**Text block**
▼

These psychological and cognitive variables interact within a multidimensional framework encompassing perception, emotion, motivation, social cognition, and behavioral execution, collectively contributing to workers’ safety behavior. In high-risk construction contexts, safety awareness initiates risk information processing by heightening hazard awareness and recognition, providing a basis for safety judgments and behavioral decisions [53,54]. Safety attitude facilitates the transformation of risk perception into positive behavioral tendencies through emotional identification with safety values and norms, strengthening individual responsibility and compliance [59,60]. As an internal driving force, safety motivation sustains the consistency of safe behavior, promoting the implementation of safety practices [33,51,55]. Subjective norm, derived from social expectations and group consensus, embeds individual behavior within the broader safety culture, reinforcing compliance and collective adherence [56,57]. Perceived behavioral control enhances individuals’ self-efficacy in complex tasks and unexpected situations, increasing willingness and persistence in performing safe behavior [25,58]. These five factors form an interdependent dynamic system that integrates perception, emotion, motivation, social cognition, and behavioral execution, jointly promoting workers’ safety compliance and proactive safety participation. Accordingly, the following hypotheses are proposed regarding the relationships between psychological–cognitive factors and safety behavior:
Hypothesis 2 (H2).

▲

**Stated problem a**
Present the entries from their first line through the line containing "(335, 0), (1024, 404)" as a Markdown table with the columns Number and Line, one row per line, leaving out blank lines.

**Exercise materials**
▼

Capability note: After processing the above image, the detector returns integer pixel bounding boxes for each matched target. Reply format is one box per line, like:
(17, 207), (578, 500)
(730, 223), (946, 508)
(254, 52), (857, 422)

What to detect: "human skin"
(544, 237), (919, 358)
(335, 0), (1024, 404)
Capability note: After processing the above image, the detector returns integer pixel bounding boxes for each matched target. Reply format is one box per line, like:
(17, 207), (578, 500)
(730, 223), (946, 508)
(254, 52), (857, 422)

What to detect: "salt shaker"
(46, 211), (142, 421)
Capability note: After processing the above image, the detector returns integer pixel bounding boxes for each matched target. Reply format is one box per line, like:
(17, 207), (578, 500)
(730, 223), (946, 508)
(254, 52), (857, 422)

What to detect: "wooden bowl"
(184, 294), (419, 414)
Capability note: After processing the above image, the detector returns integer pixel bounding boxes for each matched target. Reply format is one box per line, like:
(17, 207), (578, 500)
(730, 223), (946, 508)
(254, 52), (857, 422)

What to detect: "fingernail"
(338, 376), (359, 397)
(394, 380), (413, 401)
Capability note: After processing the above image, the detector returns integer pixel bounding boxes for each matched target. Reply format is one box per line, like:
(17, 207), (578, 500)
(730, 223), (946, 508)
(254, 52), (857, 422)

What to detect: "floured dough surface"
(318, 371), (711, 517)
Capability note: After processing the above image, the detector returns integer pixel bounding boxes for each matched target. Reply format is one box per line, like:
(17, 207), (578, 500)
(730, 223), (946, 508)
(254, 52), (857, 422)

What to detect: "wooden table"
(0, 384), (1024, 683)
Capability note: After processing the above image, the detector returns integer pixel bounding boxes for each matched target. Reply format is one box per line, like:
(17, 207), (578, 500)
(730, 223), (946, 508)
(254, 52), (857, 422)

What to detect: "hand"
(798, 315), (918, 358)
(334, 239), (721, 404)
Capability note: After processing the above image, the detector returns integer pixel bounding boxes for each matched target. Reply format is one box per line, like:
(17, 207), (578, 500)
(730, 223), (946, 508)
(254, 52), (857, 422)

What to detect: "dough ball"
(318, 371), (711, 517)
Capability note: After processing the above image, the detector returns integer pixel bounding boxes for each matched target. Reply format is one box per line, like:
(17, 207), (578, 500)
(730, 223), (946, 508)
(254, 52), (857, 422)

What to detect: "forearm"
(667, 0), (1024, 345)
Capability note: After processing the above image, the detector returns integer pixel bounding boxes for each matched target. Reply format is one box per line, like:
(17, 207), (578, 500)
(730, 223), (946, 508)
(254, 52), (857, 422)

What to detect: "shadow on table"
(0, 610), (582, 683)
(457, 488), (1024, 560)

▲

**Stated problem b**
Translate this sentence from the text on construction workers' safety behavior into Spanish: "These five factors form an interdependent dynamic system that integrates perception, emotion, motivation, social cognition, and behavioral execution, jointly promoting workers’ safety compliance and proactive safety participation."

**Task response a**
| Number | Line |
|---|---|
| 1 | Capability note: After processing the above image, the detector returns integer pixel bounding boxes for each matched target. Reply format is one box per line, like: |
| 2 | (17, 207), (578, 500) |
| 3 | (730, 223), (946, 508) |
| 4 | (254, 52), (857, 422) |
| 5 | What to detect: "human skin" |
| 6 | (544, 237), (919, 358) |
| 7 | (335, 0), (1024, 404) |

**Task response b**
Estos cinco factores forman un sistema dinámico interdependiente que integra la percepción, la emoción, la motivación, la cognición social y la ejecución conductual, y promueven conjuntamente el cumplimiento de las normas de seguridad por parte de los trabajadores y su participación proactiva en la seguridad.